*Page excerpt*:
◇ ◇ ◇ ◇

1. Introduction to the NVIDIA Virtual GPU Management Pack for VMware vRealize Operations

NVIDIA® Virtual GPU Management Pack for VMware vRealize Operations enables you to use a VMware vRealize Operations cluster to monitor the performance of NVIDIA physical GPUs and virtual GPUs.

VMware vRealize Operations provides integrated performance, capacity, and configuration management capabilities for VMware vSphere, physical and hybrid cloud environments. It provides a management platform that can be extended by adding third-party management packs. For more information, see the VMware vRealize Operations Documentation.

NVIDIA Virtual GPU Management Pack for VMware vRealize Operations collects metrics and analytics for NVIDIA virtual GPU software from virtual GPU manager instances. It then sends these metrics to the metrics collector in a VMware vRealize Operations cluster, where they are displayed in custom NVIDIA dashboards.



Diagram showing how NVIDIA Virtual GPU Management Pack for VMware vRealize Operations collects metrics and analytics for NVIDIA virtual GPU software and displays them in custom NVIDIA dashboards.

2. Installing and Configuring the NVIDIA Virtual GPU Management Pack for VMware vRealize Operations

The NVIDIA Virtual GPU Management Pack for VMware vRealize Operations is distributed as a PAK (.pak) file. After installing the NVIDIA Virtual GPU Management Pack for VMware vRealize Operations, you must configure it by creating an NVIDIA vGPU adapter instance and, if you haven't already done so, by creating a VMware vCenter adapter instance.

2.1. Installation and Configuration Prerequisites

Before installing and configuring the NVIDIA Virtual GPU Management Pack for VMware vRealize Operations, ensure that the following prerequisites are met:

  • vRealize Operations Manager v6.6 or later is installed.
  • An NVIDIA virtual GPU software version 5.0 or later driver package is configured on the hosts in your VMware vSphere ESXi cluster.

2.2. Installing or Updating the Management Pack

The NVIDIA Virtual GPU Management Pack for VMware vRealize Operations is distributed as a PAK (.pak) file.

If you have previously installed the NVIDIA Virtual GPU Management Pack for VMware vRealize Operations, back up any customized dashboards before updating the management pack. The update will overwrite any NVIDIA dashboard of the same name.

  1. Download the NVIDIA Virtual GPU Management Pack for VMware vRealize Operations PAK (.pak) file. Ensure that the downloaded file is accessible to the web browser that you are using to manage your vRealize Operations Manager instance.

◇ ◇ ◇ ◇

*Required work*:
(1) Transcribe everything in the vGPU management pack text from "Before installing and" down to "the same name.".
(2) Answer these questions from the vGPU management pack text:
(a) In what file format is the management pack distributed?
(b) What is the minimum version of vRealize Operations Manager that must be installed?
(c) What does an update of the management pack overwrite?

◇ ◇ ◇ ◇

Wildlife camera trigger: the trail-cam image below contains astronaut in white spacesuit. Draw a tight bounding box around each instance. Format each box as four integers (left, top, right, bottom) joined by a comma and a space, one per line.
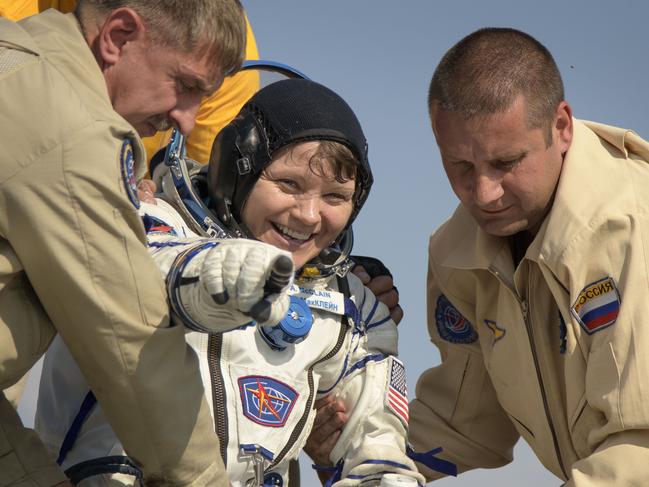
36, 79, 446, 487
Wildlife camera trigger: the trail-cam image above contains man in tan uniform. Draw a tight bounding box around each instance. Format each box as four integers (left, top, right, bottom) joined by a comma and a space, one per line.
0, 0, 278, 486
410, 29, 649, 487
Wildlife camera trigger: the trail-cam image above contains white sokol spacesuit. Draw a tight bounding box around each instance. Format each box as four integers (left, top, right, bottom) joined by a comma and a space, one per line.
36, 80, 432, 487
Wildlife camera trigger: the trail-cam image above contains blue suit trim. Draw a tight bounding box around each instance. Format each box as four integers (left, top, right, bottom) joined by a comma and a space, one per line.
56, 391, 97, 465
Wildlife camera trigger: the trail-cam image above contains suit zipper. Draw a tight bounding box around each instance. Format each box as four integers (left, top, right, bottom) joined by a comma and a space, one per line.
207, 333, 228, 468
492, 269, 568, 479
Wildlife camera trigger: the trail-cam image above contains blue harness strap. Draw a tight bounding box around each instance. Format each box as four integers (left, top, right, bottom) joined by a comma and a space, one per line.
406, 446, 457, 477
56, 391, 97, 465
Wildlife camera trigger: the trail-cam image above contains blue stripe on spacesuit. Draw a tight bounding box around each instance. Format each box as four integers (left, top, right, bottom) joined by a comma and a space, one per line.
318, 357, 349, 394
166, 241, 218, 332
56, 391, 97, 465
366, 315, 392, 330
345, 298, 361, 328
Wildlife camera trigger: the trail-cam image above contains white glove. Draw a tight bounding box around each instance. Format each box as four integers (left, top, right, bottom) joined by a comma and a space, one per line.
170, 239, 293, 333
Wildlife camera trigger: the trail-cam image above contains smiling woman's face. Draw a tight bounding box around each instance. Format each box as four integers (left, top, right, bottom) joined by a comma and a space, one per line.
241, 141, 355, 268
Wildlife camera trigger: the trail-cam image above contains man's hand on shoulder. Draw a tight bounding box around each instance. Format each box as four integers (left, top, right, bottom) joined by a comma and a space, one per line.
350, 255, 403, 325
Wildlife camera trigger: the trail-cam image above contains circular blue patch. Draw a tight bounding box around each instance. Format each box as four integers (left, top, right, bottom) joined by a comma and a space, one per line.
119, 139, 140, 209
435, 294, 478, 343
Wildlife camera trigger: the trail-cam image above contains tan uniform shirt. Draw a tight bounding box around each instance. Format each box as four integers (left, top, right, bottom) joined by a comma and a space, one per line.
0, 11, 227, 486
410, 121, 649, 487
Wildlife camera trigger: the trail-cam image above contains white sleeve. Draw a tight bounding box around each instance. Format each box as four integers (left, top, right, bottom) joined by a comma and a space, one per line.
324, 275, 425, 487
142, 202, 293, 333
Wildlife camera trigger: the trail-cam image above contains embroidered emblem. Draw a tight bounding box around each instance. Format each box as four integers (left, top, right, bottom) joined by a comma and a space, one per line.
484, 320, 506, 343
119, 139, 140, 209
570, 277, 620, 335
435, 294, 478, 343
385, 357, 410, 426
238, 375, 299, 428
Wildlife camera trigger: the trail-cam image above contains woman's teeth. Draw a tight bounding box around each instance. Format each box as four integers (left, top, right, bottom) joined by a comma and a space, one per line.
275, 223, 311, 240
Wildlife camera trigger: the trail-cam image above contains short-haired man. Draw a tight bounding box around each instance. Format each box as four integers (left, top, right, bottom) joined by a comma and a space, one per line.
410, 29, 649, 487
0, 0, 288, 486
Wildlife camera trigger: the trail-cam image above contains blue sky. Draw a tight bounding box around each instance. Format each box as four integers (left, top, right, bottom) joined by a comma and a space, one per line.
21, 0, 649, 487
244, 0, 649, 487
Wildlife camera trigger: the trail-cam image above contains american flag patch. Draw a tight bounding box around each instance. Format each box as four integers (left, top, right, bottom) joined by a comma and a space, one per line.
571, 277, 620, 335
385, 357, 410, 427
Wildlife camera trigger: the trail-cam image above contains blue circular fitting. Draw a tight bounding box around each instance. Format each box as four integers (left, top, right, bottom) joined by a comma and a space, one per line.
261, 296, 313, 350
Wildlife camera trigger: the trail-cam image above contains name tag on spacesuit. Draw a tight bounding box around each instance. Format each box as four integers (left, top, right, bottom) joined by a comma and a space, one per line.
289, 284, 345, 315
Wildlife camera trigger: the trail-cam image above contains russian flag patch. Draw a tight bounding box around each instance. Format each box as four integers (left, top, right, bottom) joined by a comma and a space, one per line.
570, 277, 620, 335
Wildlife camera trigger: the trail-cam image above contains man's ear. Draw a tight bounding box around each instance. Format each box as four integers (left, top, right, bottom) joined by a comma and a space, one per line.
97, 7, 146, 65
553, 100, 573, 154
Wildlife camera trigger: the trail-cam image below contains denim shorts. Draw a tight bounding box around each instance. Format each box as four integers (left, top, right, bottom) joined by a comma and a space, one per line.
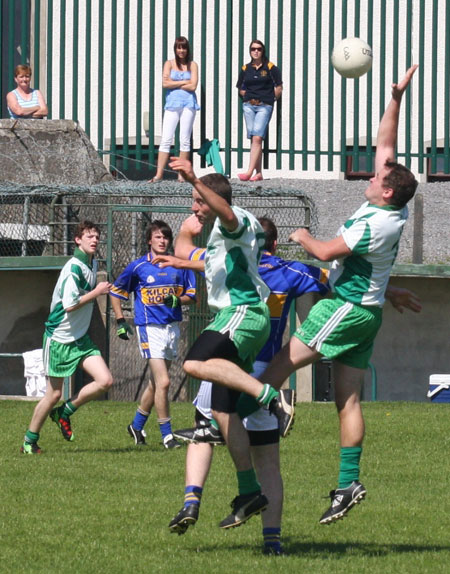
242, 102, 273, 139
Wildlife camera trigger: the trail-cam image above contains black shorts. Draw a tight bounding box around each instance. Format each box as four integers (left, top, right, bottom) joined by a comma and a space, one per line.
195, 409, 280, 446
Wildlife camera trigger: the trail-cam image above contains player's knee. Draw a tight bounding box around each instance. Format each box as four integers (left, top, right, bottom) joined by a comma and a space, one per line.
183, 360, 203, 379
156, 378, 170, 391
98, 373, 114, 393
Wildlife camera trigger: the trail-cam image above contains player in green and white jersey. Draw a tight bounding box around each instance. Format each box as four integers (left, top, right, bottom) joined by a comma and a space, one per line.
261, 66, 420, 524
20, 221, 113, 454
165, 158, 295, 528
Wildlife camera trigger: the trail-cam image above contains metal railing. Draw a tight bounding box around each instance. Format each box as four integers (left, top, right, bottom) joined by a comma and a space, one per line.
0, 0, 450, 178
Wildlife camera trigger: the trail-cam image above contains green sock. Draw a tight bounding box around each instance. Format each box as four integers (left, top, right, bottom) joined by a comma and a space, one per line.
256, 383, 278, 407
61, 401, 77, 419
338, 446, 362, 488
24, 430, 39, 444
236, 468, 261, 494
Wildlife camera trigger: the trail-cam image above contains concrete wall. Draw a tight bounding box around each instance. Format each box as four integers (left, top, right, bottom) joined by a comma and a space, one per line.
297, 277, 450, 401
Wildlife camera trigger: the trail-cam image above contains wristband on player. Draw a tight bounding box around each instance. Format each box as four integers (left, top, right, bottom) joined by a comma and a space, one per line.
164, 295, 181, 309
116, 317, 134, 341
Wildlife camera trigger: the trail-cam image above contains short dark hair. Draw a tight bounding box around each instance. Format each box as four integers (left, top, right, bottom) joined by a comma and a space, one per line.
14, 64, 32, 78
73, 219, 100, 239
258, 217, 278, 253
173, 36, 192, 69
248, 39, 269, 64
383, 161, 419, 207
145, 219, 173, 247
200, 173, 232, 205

◇ ◇ ◇ ◇

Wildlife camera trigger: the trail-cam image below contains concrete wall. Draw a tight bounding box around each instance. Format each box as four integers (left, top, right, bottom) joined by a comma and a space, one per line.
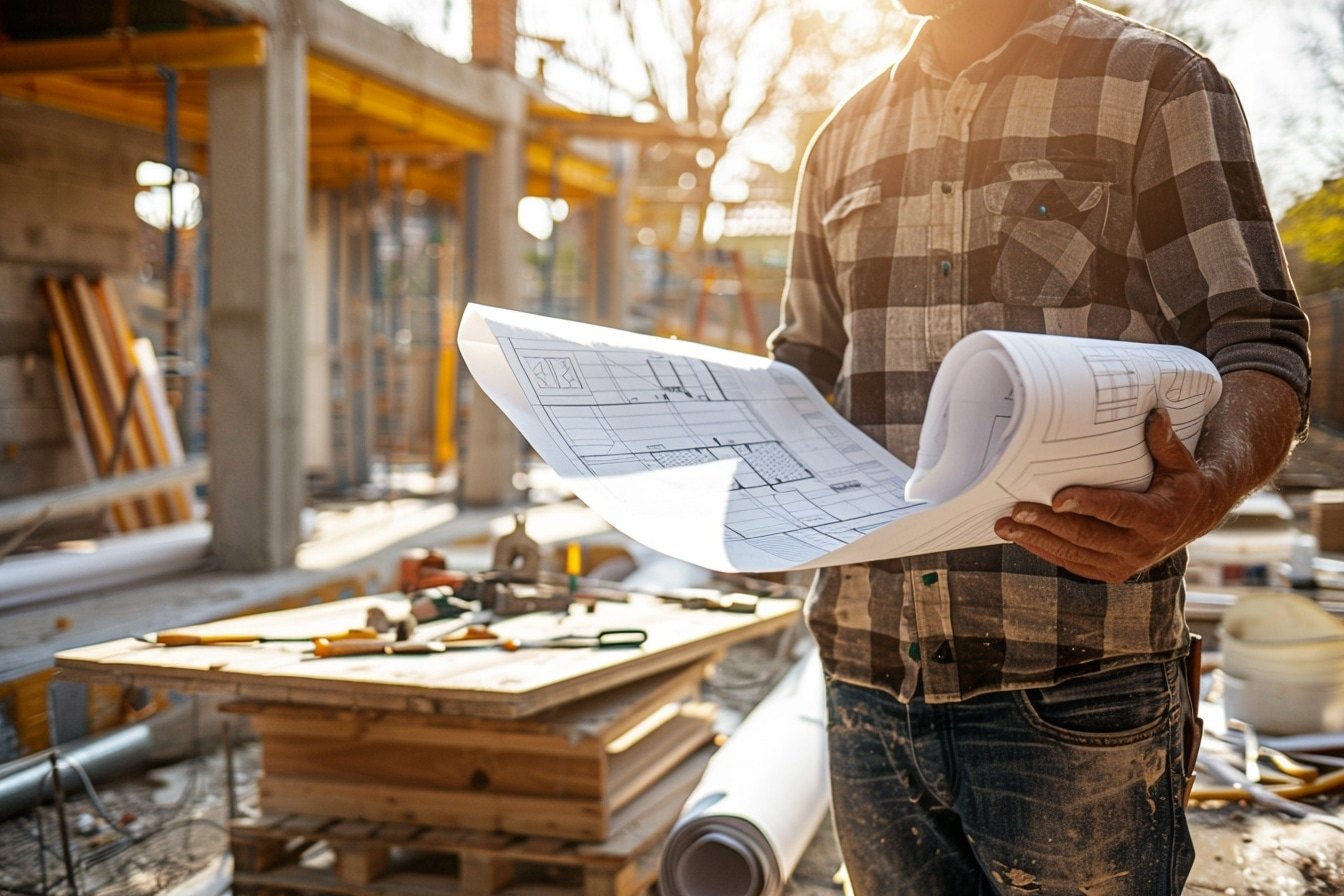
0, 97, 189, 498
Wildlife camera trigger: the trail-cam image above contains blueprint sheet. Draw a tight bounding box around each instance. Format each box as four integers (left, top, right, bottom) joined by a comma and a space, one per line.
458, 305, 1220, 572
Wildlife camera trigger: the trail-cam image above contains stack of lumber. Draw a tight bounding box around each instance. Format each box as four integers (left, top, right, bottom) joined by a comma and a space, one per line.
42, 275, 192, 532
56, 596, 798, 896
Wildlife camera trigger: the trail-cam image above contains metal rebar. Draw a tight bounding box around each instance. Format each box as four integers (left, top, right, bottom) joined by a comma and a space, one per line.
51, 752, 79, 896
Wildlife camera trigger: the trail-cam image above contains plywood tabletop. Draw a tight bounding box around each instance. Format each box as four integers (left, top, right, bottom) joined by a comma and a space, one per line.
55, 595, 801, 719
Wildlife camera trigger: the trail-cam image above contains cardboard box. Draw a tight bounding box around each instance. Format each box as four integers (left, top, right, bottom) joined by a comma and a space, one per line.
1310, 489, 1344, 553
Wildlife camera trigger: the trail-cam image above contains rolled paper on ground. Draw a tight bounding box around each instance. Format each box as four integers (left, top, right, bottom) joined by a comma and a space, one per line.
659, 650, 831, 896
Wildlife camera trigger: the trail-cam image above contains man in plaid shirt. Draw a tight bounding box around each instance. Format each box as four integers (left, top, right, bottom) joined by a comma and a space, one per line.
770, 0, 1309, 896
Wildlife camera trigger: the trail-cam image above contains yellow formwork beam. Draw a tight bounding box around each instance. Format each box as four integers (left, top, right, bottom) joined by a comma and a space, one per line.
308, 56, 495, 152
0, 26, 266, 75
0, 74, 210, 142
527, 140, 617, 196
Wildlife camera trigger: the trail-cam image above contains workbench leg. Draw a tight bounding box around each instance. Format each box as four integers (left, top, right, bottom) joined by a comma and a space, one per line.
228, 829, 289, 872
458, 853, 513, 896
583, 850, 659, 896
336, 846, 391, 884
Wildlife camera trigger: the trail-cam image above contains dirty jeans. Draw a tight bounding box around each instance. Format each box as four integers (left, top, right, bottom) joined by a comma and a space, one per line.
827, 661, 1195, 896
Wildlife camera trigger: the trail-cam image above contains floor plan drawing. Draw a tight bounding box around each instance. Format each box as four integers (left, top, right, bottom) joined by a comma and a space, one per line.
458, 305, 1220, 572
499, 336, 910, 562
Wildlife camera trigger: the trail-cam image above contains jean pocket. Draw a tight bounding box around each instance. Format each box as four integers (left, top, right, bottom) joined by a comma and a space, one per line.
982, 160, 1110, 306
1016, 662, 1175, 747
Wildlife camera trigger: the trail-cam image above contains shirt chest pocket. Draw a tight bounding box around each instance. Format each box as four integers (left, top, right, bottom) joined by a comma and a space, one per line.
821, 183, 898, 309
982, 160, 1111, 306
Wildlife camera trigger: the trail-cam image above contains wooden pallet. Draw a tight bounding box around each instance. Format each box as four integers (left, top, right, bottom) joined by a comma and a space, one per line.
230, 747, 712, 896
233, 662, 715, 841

◇ ◇ ◇ ◇

*Results for the exercise*:
(1)
Before installing and configuring the NVIDIA Virtual GPU Management Pack for VMware vRealize Operations, ensure that the following prerequisites are met:

  • vRealize Operations Manager v6.6 or later is installed.
  • An NVIDIA virtual GPU software version 5.0 or later driver package is configured on the hosts in your VMware vSphere ESXi cluster.

2.2. Installing or Updating the Management Pack

The NVIDIA Virtual GPU Management Pack for VMware vRealize Operations is distributed as a PAK (.pak) file.

If you have previously installed the NVIDIA Virtual GPU Management Pack for VMware vRealize Operations, back up any customized dashboards before updating the management pack. The update will overwrite any NVIDIA dashboard of the same name.

(2)
(a) As a PAK (.pak) file.
(b) Version 6.6 or later.
(c) Any NVIDIA dashboard of the same name.